*Required work:* Only the lines from the line containing "point: gym interior" to the end of the entries should be repeated, exactly as they appear.

*Supplied entries:*
....................
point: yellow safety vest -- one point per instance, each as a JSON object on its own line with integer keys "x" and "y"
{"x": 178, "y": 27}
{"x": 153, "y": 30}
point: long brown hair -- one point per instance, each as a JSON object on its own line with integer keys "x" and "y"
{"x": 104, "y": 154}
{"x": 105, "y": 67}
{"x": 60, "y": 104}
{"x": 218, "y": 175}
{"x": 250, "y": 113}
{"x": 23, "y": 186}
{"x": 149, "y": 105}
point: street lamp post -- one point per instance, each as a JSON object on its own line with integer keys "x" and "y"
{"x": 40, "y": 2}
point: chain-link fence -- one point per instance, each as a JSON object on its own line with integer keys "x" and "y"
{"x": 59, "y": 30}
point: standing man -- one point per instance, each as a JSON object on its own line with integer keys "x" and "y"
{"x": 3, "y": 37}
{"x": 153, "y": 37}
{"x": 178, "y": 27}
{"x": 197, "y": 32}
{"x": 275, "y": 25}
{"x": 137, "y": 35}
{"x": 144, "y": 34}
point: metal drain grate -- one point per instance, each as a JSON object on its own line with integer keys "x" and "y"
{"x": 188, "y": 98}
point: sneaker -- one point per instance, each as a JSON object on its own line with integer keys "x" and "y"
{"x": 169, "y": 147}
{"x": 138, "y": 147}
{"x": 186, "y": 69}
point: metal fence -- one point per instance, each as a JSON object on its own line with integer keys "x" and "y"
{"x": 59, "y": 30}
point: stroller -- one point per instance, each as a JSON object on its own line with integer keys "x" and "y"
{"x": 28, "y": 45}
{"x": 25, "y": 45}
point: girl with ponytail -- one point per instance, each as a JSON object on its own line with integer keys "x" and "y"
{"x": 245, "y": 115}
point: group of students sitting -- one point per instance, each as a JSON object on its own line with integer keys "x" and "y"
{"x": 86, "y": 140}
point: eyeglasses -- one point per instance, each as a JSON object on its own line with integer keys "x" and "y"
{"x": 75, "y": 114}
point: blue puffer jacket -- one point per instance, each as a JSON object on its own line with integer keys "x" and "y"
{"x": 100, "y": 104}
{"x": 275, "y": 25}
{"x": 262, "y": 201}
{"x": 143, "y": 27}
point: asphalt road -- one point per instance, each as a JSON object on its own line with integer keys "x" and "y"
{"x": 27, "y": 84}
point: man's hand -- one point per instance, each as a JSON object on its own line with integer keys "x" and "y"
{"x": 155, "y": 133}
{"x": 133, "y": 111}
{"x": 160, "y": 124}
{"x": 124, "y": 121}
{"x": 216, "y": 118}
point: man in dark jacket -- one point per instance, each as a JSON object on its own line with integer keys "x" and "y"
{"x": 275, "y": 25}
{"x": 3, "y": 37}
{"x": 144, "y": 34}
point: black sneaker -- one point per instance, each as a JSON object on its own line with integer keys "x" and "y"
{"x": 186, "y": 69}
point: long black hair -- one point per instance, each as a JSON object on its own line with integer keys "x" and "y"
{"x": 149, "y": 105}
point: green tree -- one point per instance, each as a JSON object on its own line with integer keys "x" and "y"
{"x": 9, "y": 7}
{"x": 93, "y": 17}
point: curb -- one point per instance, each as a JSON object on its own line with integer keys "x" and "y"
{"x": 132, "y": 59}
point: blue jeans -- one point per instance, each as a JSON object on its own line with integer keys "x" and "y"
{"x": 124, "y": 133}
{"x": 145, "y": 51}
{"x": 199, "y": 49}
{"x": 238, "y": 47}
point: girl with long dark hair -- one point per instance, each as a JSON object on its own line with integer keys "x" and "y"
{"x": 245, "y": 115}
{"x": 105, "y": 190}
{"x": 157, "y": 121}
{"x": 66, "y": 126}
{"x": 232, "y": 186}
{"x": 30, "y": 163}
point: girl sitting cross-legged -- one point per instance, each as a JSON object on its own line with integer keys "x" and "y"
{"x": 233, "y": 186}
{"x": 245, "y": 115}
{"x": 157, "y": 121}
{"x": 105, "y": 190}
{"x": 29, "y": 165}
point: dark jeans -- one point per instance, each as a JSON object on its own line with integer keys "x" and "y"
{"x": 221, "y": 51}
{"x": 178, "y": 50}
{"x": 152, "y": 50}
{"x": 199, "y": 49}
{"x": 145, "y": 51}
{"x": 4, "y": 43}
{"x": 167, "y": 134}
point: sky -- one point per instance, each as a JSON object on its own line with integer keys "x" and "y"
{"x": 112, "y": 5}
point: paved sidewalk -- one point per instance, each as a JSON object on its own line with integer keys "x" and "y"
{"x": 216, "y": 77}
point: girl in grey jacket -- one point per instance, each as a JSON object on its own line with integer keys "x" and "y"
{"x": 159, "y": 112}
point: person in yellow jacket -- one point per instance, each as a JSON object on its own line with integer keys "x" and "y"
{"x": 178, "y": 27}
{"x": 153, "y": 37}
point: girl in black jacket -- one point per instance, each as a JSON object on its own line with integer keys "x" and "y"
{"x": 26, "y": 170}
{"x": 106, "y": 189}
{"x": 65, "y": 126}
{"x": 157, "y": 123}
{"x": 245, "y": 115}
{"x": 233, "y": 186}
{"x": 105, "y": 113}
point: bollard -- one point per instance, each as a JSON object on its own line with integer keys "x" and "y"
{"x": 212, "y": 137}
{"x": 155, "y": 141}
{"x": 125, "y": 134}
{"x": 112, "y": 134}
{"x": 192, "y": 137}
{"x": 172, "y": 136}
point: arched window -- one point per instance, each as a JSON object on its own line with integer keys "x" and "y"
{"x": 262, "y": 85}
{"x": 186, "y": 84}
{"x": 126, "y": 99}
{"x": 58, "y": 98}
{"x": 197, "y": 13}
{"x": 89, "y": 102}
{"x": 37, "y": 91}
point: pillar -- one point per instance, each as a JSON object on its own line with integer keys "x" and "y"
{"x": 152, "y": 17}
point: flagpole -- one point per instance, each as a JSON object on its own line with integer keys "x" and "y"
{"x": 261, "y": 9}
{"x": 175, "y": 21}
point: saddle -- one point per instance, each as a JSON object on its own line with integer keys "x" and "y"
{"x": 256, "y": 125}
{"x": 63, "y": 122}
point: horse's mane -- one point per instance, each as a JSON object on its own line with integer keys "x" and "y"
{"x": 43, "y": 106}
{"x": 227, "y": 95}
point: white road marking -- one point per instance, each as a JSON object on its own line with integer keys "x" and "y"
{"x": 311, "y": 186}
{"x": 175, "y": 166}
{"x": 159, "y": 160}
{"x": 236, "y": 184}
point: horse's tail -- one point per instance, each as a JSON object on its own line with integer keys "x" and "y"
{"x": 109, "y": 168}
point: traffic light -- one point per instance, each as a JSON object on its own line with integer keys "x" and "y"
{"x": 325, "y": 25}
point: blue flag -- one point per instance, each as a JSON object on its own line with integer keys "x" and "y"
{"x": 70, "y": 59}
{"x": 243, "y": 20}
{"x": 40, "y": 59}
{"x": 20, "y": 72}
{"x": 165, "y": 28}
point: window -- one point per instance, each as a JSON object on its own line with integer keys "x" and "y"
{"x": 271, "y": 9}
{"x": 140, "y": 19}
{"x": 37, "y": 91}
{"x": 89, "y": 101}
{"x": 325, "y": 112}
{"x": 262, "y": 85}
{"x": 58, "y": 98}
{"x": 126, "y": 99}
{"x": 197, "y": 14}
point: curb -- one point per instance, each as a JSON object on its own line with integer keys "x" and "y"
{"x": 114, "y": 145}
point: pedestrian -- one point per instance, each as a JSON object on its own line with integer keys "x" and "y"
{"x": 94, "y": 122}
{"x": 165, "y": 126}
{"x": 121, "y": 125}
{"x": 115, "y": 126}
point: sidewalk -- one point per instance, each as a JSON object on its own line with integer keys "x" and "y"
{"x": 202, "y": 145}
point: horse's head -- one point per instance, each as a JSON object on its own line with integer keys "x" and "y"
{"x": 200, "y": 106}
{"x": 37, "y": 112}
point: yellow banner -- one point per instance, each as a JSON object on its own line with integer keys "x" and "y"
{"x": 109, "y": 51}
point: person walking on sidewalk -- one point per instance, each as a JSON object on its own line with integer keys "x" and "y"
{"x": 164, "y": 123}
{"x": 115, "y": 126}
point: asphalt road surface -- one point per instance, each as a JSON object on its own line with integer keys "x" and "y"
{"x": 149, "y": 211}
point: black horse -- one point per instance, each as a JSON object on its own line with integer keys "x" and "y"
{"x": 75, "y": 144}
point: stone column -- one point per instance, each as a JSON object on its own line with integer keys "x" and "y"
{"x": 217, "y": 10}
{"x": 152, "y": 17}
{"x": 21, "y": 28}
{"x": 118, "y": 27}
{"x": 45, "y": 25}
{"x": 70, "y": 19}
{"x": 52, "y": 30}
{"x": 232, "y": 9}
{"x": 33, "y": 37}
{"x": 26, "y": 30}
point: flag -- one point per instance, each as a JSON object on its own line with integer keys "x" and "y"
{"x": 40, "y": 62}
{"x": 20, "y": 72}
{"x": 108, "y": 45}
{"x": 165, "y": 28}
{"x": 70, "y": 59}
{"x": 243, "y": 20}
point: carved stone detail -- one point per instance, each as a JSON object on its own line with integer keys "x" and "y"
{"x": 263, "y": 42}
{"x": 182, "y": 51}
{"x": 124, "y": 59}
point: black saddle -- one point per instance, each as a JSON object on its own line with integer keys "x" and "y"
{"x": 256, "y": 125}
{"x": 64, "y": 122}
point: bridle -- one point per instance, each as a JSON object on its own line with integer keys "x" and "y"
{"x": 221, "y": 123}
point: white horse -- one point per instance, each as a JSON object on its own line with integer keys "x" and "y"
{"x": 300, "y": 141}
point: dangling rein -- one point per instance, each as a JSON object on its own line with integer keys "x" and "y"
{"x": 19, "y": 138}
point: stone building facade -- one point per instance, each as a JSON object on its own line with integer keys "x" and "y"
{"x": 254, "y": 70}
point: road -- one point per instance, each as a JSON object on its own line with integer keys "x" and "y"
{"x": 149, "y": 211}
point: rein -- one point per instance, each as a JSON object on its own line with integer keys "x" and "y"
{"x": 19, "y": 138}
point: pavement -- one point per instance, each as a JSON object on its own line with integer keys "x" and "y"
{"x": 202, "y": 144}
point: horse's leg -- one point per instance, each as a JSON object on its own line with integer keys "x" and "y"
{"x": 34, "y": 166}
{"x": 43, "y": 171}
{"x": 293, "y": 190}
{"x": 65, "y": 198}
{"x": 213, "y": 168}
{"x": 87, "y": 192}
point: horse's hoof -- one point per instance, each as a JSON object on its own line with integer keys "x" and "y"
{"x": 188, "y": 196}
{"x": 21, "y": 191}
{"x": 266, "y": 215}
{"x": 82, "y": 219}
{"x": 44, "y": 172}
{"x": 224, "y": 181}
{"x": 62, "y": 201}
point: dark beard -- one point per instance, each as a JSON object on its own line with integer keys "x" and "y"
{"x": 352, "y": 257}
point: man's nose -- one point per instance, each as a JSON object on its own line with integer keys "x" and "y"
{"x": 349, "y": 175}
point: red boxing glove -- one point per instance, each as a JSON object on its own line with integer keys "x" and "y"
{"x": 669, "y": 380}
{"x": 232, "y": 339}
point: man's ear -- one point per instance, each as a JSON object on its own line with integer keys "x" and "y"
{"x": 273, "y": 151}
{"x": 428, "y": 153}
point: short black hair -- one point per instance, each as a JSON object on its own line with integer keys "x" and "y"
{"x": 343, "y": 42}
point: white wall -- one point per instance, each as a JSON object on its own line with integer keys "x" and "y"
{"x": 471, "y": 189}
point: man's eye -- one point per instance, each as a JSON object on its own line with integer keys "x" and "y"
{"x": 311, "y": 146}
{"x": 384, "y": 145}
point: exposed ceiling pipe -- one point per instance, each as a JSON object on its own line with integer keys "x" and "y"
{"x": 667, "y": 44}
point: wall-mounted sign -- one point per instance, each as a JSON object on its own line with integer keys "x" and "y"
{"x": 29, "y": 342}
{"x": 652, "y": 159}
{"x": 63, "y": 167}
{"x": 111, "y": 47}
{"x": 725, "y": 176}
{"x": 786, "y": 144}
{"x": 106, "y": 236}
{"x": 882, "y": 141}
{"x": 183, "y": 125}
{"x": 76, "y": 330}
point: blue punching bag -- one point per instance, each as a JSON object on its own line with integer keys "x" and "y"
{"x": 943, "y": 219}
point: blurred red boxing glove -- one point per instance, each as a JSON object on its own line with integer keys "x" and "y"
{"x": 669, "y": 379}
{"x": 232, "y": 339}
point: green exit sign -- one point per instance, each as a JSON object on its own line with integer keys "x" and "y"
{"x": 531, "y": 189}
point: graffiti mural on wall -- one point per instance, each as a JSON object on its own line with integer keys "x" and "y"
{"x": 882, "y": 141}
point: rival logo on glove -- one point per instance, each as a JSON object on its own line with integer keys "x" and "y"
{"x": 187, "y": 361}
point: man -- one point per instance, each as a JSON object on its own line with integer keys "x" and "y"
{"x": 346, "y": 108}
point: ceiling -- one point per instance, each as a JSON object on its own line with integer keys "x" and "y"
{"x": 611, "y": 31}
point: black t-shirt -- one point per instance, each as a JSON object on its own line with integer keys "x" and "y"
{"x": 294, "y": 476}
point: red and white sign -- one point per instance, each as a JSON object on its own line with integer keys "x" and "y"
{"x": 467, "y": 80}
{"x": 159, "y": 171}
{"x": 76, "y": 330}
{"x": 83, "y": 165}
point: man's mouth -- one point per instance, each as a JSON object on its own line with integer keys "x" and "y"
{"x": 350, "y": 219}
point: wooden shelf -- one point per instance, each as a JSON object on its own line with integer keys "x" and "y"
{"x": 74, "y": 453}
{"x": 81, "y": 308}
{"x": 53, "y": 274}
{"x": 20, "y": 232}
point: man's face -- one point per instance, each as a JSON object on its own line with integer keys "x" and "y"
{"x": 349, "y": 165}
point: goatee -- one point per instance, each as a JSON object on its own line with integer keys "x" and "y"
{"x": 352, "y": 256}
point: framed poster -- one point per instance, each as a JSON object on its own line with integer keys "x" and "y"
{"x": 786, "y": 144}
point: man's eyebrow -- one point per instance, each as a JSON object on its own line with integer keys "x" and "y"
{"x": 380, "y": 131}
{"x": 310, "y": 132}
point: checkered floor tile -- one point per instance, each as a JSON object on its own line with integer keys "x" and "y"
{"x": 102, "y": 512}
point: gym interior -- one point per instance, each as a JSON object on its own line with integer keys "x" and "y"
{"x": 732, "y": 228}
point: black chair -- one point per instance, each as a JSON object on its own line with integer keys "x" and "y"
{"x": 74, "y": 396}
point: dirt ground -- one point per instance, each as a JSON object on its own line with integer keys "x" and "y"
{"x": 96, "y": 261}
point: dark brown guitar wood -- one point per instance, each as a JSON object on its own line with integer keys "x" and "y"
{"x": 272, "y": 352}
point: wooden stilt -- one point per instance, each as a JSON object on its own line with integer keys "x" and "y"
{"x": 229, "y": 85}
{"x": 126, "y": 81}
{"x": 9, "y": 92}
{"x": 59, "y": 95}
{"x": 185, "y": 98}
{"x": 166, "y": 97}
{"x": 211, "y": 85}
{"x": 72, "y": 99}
....................
*Reply:*
point: gym interior -- one point per instance, each as a JSON object on its own line with integer keys "x" and "y"
{"x": 732, "y": 228}
point: black chair -- one point per instance, each as a JSON object on its own line with integer keys "x" and "y"
{"x": 74, "y": 396}
point: dirt ground -- one point per instance, each as a JSON object on its own line with integer keys "x" and "y"
{"x": 96, "y": 261}
point: dark brown guitar wood -- one point per instance, each as a JSON object on its own line with integer keys "x" and "y"
{"x": 272, "y": 352}
point: wooden stilt -- one point per instance, each as a JSON object on its own line with integer keys "x" and "y"
{"x": 229, "y": 85}
{"x": 126, "y": 81}
{"x": 9, "y": 92}
{"x": 59, "y": 95}
{"x": 185, "y": 98}
{"x": 166, "y": 97}
{"x": 211, "y": 85}
{"x": 72, "y": 99}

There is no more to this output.